> _What the task requires_: Render every one of the records below as a numbered list of lines, omitting any blank lines.

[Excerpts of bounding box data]
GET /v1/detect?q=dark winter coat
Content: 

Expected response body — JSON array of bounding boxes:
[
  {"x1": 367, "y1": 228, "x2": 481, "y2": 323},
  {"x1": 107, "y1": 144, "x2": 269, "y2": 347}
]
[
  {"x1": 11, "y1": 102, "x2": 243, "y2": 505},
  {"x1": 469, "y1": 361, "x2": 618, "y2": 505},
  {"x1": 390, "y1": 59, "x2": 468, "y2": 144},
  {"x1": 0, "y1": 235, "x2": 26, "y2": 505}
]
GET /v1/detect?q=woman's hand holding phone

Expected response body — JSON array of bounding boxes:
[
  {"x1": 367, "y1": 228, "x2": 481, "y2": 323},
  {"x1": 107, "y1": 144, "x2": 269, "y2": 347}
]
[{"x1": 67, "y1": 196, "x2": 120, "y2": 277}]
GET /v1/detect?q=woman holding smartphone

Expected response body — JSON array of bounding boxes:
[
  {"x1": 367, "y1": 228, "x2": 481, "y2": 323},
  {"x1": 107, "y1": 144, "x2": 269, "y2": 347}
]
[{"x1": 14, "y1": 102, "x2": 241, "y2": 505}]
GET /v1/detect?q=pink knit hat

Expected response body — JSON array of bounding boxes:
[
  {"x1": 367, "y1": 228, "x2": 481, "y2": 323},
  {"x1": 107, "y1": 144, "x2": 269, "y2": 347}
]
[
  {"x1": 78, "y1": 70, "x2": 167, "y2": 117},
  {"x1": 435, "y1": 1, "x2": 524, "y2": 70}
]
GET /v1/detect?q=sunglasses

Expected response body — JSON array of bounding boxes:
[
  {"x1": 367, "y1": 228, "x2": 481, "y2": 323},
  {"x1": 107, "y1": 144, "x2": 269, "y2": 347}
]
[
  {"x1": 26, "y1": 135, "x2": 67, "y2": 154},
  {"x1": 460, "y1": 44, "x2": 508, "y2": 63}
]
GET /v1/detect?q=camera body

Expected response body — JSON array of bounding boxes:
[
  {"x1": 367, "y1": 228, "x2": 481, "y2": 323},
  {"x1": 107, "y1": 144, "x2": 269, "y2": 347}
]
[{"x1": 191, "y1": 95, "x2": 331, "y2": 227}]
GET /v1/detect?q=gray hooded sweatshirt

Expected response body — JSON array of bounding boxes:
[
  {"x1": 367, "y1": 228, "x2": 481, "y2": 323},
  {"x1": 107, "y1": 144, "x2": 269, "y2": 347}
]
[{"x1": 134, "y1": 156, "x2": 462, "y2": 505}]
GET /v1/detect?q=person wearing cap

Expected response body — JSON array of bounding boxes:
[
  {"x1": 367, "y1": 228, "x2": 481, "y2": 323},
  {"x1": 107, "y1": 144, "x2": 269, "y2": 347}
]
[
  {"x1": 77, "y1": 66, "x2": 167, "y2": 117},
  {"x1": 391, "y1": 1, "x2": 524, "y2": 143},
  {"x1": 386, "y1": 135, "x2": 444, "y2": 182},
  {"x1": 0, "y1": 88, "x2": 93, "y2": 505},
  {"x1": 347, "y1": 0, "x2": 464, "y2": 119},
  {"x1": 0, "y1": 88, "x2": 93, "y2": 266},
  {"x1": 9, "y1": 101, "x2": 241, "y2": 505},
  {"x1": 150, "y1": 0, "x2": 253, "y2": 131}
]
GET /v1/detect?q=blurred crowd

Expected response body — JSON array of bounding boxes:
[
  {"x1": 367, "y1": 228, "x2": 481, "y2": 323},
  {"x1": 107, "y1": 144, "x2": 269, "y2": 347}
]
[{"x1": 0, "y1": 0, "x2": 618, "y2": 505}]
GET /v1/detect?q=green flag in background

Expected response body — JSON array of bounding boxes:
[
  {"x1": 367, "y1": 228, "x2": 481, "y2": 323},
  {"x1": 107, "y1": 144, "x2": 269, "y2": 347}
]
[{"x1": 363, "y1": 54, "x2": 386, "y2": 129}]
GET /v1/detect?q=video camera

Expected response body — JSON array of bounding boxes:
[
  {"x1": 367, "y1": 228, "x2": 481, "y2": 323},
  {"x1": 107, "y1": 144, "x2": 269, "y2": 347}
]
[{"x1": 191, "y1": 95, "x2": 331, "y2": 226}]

> _Exercise solution_:
1. GET /v1/detect?q=dark winter coat
2. Content: 
3. Expected response body — JSON array of bounding boxes:
4. [
5.   {"x1": 367, "y1": 228, "x2": 481, "y2": 323},
6.   {"x1": 107, "y1": 144, "x2": 269, "y2": 347}
7. ]
8. [
9.   {"x1": 11, "y1": 102, "x2": 243, "y2": 505},
10.   {"x1": 469, "y1": 361, "x2": 618, "y2": 505},
11.   {"x1": 390, "y1": 59, "x2": 468, "y2": 144},
12.   {"x1": 0, "y1": 235, "x2": 26, "y2": 505}
13. ]
14. GET /v1/detect?q=woman's hand holding phone
15. Expected response body — JSON array of bounding boxes:
16. [
17.   {"x1": 367, "y1": 228, "x2": 481, "y2": 323},
18.   {"x1": 107, "y1": 144, "x2": 269, "y2": 347}
19. ]
20. [{"x1": 67, "y1": 196, "x2": 120, "y2": 277}]
21. GET /v1/detect?q=woman holding smartphone
22. Expected response body — JSON array of bounding boxes:
23. [
24.   {"x1": 367, "y1": 228, "x2": 481, "y2": 323},
25.   {"x1": 107, "y1": 144, "x2": 269, "y2": 347}
26. ]
27. [{"x1": 14, "y1": 102, "x2": 241, "y2": 505}]
28. GET /v1/detect?q=pink knit hat
29. Expected response body — JSON array of bounding boxes:
30. [
31.   {"x1": 367, "y1": 228, "x2": 481, "y2": 323},
32.   {"x1": 107, "y1": 144, "x2": 269, "y2": 347}
33. ]
34. [
35.   {"x1": 78, "y1": 70, "x2": 167, "y2": 117},
36.   {"x1": 435, "y1": 1, "x2": 524, "y2": 70}
37. ]
38. GET /v1/detect?q=sunglasses
39. Expected response body — JSON array of bounding boxes:
40. [
41.   {"x1": 367, "y1": 228, "x2": 481, "y2": 323},
42.   {"x1": 107, "y1": 144, "x2": 269, "y2": 347}
43. ]
44. [
45.   {"x1": 26, "y1": 135, "x2": 67, "y2": 154},
46.   {"x1": 460, "y1": 44, "x2": 508, "y2": 63}
47. ]
48. GET /v1/detect?q=camera body
49. Expected response body — JSON array of bounding boxes:
50. [
51.   {"x1": 367, "y1": 228, "x2": 481, "y2": 323},
52.   {"x1": 107, "y1": 144, "x2": 269, "y2": 347}
53. ]
54. [{"x1": 191, "y1": 95, "x2": 331, "y2": 227}]
55. GET /v1/detect?q=gray hooded sweatshirt
56. Expected response body — JSON array of bounding boxes:
57. [
58.   {"x1": 367, "y1": 228, "x2": 481, "y2": 323},
59.   {"x1": 107, "y1": 144, "x2": 269, "y2": 347}
60. ]
61. [{"x1": 134, "y1": 156, "x2": 462, "y2": 505}]
62. GET /v1/detect?q=person wearing cap
63. Expected response body — JSON array of bounding boxes:
64. [
65.   {"x1": 367, "y1": 228, "x2": 481, "y2": 323},
66.   {"x1": 107, "y1": 144, "x2": 269, "y2": 347}
67. ]
68. [
69.   {"x1": 77, "y1": 66, "x2": 167, "y2": 117},
70.   {"x1": 391, "y1": 1, "x2": 524, "y2": 143},
71.   {"x1": 386, "y1": 135, "x2": 444, "y2": 182},
72.   {"x1": 0, "y1": 88, "x2": 93, "y2": 505},
73.   {"x1": 347, "y1": 0, "x2": 464, "y2": 119},
74.   {"x1": 0, "y1": 88, "x2": 93, "y2": 266},
75.   {"x1": 9, "y1": 101, "x2": 241, "y2": 505},
76.   {"x1": 150, "y1": 0, "x2": 253, "y2": 131}
77. ]
78. GET /v1/detect?q=blurred crowd
79. Expected response body — JSON array of bounding boxes:
80. [
81.   {"x1": 367, "y1": 228, "x2": 481, "y2": 323},
82.   {"x1": 107, "y1": 144, "x2": 269, "y2": 347}
83. ]
84. [{"x1": 0, "y1": 0, "x2": 618, "y2": 505}]
85. GET /v1/detect?q=green flag in background
86. Expected response body — JSON array of bounding boxes:
87. [
88.   {"x1": 367, "y1": 228, "x2": 481, "y2": 323},
89.   {"x1": 107, "y1": 144, "x2": 269, "y2": 347}
90. ]
91. [{"x1": 363, "y1": 54, "x2": 386, "y2": 129}]
92. GET /v1/detect?q=video camera
93. Expected response body — JSON array of bounding boxes:
94. [
95.   {"x1": 367, "y1": 228, "x2": 481, "y2": 323},
96.   {"x1": 107, "y1": 144, "x2": 269, "y2": 347}
97. ]
98. [{"x1": 191, "y1": 95, "x2": 331, "y2": 226}]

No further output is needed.